------ Records for this task

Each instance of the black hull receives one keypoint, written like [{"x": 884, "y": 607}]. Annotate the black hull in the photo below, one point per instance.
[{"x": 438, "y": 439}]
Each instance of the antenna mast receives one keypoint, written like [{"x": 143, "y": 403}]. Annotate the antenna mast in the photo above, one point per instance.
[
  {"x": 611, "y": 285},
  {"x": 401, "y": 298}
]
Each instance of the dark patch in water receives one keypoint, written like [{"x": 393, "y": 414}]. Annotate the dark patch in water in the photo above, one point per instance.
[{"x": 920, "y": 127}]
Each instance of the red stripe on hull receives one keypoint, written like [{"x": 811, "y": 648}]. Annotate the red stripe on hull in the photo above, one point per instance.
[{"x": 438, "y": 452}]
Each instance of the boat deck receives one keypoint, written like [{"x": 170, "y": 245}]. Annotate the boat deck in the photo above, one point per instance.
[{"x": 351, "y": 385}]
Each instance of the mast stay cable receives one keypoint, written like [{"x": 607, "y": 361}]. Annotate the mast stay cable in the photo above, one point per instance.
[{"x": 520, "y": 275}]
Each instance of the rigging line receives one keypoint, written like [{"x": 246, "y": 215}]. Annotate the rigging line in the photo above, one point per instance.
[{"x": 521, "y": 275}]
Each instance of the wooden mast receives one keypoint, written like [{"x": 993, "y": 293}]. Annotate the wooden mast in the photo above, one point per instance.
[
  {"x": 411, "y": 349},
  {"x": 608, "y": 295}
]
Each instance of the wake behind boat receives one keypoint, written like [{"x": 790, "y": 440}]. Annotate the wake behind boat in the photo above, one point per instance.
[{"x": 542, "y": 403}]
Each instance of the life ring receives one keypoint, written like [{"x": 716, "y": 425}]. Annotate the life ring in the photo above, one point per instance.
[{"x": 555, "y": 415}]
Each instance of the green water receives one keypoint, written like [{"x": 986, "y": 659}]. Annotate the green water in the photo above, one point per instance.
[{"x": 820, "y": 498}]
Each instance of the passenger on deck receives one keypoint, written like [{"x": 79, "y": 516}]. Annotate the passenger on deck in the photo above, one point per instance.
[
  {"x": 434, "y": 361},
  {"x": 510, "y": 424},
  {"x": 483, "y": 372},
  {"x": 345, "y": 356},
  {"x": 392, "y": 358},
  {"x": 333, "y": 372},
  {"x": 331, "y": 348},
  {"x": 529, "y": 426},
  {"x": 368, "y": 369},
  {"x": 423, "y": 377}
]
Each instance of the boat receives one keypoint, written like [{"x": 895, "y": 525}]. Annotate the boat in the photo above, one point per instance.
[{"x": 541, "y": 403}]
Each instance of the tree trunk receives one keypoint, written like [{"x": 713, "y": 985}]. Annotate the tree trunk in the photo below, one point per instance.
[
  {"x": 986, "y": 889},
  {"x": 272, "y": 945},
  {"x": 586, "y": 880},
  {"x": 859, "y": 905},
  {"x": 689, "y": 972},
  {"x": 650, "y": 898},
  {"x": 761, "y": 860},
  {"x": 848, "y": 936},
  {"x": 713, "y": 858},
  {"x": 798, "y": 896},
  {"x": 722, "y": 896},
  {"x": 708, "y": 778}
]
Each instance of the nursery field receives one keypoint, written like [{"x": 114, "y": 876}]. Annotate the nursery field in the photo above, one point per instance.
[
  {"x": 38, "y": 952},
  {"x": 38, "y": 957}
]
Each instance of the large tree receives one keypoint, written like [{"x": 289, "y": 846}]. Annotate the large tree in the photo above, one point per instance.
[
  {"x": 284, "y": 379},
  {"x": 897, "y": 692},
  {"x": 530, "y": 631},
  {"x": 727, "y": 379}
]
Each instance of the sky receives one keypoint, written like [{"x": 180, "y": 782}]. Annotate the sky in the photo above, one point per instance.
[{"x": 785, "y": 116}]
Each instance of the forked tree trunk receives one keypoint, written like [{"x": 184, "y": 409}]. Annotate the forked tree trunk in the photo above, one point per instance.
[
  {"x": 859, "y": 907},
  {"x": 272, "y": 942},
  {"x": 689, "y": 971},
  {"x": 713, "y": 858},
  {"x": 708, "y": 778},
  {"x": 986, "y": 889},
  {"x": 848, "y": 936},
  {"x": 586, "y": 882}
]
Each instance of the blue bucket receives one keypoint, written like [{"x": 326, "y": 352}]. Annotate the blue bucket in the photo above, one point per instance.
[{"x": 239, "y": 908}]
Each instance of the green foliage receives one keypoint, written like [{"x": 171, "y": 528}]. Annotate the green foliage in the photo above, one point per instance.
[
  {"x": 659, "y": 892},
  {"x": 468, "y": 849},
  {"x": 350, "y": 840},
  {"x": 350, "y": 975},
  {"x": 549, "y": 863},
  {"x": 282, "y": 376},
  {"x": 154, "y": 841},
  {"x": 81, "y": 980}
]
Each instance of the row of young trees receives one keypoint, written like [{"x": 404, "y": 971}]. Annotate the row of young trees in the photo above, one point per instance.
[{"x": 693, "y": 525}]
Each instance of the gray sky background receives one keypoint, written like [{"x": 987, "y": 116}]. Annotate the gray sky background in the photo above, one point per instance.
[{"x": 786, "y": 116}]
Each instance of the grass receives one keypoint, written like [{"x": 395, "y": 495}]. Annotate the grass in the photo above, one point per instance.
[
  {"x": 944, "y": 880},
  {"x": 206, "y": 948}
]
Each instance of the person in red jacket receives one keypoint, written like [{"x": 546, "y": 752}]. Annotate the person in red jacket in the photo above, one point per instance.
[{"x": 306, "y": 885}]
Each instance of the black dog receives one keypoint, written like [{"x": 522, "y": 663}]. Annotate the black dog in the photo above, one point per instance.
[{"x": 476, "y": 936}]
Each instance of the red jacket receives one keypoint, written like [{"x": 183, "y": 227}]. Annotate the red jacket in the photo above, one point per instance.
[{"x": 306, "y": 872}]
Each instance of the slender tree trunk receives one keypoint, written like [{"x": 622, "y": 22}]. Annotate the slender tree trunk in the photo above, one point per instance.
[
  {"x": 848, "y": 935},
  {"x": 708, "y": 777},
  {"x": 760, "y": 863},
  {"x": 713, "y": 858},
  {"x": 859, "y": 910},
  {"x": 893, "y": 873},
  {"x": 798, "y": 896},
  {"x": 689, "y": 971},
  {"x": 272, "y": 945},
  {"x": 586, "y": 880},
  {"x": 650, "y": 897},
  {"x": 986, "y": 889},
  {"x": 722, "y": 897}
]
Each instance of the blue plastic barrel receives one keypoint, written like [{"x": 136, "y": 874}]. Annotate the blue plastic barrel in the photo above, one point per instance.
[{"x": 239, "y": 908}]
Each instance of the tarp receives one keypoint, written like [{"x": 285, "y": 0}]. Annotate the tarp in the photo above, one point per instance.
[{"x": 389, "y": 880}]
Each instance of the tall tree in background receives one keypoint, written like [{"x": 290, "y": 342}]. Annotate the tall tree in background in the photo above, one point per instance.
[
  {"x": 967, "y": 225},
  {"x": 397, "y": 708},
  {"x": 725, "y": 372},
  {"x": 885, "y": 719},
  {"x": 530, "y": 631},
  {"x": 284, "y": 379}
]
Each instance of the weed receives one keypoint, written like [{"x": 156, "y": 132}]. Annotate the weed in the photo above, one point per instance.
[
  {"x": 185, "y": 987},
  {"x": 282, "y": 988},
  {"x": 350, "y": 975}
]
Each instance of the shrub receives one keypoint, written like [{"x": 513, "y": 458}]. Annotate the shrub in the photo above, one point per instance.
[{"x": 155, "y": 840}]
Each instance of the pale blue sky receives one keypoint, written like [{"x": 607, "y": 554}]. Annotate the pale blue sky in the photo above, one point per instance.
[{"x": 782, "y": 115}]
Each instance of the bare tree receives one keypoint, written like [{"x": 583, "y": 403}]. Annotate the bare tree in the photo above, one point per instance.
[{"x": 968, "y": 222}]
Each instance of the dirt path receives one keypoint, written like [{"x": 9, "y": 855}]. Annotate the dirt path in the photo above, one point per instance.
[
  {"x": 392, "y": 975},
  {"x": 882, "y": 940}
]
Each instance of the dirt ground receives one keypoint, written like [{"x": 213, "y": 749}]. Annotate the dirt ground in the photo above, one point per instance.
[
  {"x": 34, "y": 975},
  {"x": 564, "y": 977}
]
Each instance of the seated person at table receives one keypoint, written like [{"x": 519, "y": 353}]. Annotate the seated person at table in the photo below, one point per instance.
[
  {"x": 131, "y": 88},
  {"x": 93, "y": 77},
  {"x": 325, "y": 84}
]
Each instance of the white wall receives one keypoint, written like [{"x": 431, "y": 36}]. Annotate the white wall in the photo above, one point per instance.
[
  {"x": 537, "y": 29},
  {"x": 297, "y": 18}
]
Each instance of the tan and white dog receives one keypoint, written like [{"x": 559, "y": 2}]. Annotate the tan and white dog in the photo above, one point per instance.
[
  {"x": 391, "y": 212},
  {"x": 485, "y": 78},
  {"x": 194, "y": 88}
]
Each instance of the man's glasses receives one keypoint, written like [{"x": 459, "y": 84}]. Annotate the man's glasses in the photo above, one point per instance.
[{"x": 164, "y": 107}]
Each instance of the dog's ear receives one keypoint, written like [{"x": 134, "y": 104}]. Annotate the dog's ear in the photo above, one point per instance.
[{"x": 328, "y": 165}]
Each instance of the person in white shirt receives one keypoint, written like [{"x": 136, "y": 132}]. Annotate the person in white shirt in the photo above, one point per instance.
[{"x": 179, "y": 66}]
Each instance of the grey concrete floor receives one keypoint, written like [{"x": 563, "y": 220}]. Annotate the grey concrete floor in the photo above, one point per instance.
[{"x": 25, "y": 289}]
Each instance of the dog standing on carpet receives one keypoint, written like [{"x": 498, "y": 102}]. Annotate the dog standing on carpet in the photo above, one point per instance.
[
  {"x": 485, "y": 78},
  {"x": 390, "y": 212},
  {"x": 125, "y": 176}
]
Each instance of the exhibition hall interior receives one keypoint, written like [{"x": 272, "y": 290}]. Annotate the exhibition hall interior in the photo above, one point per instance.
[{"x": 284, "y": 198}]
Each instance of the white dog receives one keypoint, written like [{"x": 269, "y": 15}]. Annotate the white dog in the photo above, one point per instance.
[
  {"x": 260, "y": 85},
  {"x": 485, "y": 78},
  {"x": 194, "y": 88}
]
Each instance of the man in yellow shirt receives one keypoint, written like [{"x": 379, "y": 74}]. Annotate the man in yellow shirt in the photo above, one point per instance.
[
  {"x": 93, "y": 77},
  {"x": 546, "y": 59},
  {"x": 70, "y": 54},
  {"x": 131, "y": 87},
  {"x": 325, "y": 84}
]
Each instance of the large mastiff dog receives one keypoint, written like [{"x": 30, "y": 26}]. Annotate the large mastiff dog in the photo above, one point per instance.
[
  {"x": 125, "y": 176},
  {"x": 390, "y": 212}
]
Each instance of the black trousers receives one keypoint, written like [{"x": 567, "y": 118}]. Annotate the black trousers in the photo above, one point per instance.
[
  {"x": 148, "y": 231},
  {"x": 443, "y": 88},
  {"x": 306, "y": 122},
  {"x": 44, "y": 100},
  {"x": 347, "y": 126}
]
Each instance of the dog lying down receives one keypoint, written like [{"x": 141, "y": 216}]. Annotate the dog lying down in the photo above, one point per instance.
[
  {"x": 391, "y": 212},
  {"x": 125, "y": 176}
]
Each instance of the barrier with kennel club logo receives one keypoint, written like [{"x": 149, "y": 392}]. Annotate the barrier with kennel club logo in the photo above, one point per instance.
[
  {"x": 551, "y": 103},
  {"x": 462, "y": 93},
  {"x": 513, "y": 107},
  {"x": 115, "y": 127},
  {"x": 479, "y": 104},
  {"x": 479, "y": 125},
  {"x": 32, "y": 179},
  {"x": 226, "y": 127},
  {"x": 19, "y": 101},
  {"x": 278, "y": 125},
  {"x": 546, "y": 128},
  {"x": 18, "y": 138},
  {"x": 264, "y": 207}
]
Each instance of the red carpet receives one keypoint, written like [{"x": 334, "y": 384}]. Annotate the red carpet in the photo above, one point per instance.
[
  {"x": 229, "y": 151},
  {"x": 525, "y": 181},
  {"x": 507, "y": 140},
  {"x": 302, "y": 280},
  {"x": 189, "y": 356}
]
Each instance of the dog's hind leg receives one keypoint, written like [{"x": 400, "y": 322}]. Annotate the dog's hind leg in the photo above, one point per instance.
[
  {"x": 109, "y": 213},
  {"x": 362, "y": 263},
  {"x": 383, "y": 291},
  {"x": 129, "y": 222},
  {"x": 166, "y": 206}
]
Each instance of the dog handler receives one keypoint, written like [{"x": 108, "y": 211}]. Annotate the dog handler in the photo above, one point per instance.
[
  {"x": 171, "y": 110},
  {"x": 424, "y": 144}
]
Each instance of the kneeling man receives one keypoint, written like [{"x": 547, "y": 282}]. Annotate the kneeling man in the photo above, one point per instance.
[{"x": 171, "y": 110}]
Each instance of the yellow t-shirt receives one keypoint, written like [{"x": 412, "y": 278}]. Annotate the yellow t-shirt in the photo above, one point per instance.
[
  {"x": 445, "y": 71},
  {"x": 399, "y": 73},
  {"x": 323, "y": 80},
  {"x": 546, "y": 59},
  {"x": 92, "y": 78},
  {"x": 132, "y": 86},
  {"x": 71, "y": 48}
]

------------

_Directions for this task_
Find the line that contains "Each instance of the kneeling". Repeat it and every line after it, exactly as written, up to and including the last line of the records above.

_Answer below_
Each instance of the kneeling man receives one keypoint, written like [{"x": 547, "y": 282}]. Annotate the kneeling man in the photo above, one point per instance.
[{"x": 171, "y": 110}]
Each instance of the yellow t-shirt receives one keypoint, written like [{"x": 412, "y": 278}]. Annotate the yellow t-shirt in the photo above, one point per instance.
[
  {"x": 445, "y": 71},
  {"x": 399, "y": 73},
  {"x": 323, "y": 80},
  {"x": 546, "y": 59},
  {"x": 92, "y": 78},
  {"x": 132, "y": 86},
  {"x": 71, "y": 48}
]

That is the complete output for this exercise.